→ **Given exercise**
Everything from the line containing "Mark the open notebook" through the final line of the records must be transcribed verbatim; nothing else belongs in the result.

→ **Listed records**

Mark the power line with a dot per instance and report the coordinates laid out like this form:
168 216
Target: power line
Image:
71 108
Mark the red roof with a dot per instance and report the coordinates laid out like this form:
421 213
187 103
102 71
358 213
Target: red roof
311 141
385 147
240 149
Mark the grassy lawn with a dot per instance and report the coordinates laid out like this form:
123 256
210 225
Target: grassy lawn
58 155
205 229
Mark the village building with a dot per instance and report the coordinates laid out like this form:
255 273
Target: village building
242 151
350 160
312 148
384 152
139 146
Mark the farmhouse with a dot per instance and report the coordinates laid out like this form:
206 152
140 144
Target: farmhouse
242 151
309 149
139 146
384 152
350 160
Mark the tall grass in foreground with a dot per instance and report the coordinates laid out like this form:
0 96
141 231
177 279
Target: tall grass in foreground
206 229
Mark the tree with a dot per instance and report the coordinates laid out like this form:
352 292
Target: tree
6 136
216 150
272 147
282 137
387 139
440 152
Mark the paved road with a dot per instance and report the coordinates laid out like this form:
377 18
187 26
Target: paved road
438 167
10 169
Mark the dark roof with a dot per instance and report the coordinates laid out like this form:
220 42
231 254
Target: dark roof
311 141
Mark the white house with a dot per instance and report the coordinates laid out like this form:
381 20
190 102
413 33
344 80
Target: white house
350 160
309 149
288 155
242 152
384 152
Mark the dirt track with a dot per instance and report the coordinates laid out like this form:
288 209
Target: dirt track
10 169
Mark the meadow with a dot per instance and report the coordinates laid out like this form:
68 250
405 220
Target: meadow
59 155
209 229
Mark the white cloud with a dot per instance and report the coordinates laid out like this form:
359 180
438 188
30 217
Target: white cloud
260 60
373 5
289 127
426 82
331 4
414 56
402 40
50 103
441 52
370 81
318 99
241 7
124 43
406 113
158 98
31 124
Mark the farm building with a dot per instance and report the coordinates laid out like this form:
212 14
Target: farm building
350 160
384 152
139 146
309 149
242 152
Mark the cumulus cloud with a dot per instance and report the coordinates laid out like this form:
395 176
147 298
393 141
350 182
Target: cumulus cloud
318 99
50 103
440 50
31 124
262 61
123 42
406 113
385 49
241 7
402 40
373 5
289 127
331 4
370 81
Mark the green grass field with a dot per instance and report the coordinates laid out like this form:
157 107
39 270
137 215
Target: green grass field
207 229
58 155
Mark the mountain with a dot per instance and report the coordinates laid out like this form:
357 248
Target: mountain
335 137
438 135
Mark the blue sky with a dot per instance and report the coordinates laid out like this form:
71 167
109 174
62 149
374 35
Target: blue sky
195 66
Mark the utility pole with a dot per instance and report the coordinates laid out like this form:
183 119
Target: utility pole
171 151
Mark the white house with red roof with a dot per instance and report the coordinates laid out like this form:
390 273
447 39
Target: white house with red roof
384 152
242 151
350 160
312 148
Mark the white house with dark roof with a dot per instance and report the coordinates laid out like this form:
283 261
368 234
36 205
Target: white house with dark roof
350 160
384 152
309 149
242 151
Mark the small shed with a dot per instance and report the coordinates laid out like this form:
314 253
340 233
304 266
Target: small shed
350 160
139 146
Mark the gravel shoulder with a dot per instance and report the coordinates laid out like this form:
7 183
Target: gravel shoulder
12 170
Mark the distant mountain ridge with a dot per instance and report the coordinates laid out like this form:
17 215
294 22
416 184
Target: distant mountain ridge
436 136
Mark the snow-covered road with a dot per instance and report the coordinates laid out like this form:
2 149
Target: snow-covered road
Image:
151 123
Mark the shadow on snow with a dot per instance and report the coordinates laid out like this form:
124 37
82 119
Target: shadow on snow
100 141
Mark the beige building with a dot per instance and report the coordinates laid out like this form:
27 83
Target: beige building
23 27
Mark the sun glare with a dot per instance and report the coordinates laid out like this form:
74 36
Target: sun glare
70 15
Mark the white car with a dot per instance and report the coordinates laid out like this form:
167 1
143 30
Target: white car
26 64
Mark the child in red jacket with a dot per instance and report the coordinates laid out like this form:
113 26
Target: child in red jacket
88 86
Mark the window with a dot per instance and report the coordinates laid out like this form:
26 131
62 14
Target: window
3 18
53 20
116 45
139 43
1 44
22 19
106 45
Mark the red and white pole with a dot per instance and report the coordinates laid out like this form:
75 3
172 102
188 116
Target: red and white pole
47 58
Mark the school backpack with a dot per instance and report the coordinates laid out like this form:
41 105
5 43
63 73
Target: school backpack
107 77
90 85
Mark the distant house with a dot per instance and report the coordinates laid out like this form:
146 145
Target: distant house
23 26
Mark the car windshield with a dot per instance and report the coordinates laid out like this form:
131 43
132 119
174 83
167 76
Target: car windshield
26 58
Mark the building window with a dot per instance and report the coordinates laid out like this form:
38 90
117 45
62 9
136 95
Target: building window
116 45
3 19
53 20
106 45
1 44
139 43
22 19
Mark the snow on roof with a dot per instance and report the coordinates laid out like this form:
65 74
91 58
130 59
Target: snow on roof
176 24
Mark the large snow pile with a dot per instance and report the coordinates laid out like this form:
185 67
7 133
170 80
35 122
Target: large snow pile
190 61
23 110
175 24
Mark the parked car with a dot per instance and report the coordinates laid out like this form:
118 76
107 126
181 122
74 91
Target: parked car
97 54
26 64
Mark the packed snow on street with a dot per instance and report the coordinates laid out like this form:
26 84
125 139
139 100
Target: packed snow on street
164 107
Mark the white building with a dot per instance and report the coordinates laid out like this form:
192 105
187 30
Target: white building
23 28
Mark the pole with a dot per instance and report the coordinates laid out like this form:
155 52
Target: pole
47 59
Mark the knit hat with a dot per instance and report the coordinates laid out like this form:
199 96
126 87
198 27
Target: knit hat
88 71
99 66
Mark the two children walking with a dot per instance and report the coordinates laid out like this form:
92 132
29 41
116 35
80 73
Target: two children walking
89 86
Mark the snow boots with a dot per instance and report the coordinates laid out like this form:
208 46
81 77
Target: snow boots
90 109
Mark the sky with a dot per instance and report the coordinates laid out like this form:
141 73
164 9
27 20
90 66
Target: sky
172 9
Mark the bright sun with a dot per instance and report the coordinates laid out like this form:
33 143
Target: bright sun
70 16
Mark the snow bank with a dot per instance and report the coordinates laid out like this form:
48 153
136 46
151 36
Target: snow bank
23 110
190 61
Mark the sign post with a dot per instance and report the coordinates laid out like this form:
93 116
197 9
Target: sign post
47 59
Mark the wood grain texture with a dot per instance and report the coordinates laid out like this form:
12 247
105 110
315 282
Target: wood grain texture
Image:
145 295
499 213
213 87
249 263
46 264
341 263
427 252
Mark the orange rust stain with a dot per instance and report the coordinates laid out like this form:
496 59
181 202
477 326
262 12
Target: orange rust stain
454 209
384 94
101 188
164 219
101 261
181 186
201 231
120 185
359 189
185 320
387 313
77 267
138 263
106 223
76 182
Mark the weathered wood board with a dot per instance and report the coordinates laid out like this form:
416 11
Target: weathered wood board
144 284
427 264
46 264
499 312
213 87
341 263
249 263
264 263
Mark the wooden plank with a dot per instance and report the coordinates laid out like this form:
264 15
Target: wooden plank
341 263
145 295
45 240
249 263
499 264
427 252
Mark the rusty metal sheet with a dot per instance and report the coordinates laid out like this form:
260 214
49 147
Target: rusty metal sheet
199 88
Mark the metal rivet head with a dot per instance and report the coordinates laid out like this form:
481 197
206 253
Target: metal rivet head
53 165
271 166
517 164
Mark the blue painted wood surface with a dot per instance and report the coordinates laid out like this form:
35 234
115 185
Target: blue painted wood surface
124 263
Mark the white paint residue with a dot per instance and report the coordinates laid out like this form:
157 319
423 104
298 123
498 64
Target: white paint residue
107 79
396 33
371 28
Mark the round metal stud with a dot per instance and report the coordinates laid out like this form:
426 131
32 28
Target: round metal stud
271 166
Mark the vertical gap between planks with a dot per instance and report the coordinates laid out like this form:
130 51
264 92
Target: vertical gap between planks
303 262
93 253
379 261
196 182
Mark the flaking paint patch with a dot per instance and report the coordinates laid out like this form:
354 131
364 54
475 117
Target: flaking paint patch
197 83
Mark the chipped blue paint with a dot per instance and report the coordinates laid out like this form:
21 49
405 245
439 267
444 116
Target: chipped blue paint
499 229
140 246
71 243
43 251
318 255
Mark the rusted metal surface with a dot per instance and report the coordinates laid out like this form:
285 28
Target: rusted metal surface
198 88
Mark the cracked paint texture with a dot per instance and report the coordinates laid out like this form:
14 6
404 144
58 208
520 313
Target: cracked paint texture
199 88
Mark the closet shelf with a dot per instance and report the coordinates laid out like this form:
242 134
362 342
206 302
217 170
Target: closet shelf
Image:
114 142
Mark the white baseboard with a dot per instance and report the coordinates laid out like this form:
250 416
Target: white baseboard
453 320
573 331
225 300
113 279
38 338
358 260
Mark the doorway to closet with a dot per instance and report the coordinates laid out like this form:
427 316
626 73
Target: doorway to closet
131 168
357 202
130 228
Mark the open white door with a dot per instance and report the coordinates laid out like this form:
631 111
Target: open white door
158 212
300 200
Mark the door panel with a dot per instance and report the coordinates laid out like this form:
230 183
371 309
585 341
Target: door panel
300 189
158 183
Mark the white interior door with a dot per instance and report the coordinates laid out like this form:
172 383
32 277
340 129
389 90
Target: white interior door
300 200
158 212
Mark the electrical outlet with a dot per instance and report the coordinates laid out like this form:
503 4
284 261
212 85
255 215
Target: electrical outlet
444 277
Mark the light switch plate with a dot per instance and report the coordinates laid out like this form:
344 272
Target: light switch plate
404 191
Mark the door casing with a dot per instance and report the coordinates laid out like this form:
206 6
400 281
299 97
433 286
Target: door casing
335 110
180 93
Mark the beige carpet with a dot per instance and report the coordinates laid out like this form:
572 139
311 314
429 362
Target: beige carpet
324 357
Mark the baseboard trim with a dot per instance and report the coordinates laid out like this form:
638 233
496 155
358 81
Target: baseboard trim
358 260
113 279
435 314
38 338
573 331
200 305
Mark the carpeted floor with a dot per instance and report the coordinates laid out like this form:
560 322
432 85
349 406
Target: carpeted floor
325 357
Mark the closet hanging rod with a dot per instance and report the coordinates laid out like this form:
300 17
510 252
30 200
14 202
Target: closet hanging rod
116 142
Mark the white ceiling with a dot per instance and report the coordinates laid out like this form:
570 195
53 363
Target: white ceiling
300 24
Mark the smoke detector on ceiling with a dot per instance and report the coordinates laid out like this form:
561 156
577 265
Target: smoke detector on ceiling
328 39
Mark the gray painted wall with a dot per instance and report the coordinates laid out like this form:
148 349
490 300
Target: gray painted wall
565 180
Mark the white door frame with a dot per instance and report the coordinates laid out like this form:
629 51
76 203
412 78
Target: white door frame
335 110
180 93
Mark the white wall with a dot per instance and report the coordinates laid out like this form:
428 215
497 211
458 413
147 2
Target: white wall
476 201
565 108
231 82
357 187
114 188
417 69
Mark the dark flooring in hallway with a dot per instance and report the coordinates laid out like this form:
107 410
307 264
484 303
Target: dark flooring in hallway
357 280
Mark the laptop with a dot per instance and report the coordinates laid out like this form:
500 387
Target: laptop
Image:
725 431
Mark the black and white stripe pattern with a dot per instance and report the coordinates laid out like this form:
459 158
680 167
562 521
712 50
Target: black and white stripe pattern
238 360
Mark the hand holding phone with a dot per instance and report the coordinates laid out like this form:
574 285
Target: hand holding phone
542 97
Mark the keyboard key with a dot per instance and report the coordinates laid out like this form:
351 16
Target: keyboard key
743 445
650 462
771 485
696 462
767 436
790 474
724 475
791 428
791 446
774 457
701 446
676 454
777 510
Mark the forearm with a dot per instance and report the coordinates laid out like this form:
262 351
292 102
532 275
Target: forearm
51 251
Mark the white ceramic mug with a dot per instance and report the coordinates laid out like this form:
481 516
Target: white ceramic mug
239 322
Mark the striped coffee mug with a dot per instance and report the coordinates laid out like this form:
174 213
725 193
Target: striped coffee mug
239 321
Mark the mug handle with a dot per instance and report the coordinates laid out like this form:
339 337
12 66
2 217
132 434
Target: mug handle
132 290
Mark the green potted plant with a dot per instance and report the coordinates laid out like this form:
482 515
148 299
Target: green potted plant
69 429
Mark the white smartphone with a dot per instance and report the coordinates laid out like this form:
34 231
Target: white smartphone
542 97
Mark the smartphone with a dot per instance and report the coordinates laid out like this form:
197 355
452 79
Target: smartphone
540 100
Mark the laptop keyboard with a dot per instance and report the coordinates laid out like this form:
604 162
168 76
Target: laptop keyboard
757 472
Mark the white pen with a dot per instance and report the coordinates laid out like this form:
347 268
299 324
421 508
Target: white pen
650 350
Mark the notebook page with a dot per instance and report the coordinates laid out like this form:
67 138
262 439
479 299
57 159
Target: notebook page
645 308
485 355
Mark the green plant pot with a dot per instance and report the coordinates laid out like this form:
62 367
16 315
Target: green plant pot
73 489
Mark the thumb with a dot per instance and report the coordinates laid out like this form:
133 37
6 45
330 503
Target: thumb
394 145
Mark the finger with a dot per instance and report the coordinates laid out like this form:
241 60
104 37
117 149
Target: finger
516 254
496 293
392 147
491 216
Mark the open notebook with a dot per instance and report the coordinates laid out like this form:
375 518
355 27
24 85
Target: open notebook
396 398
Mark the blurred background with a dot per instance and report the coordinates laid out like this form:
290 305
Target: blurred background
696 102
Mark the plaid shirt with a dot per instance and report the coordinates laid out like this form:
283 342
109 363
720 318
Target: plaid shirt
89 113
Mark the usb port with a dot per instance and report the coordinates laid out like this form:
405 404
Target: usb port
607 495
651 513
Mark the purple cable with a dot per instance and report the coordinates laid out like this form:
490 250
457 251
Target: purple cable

→ **Full response**
Mark the open notebook with a dot per instance and report the coordinates laid out like this form:
375 518
355 27
24 85
Target: open notebook
396 398
Mark the blurred background with a dot per instance and report the coordinates laid out like this form:
290 305
Target: blurred background
696 102
Mark the plaid shirt with a dot per instance and report the coordinates laid out like this form:
283 342
109 363
720 318
Target: plaid shirt
89 113
Mark the usb port with a dot per instance and report the coordinates laid out like this form:
405 404
Target: usb port
607 495
651 513
Mark the purple cable with a dot per instance and report the coordinates laid out like this form:
490 250
457 251
Target: purple cable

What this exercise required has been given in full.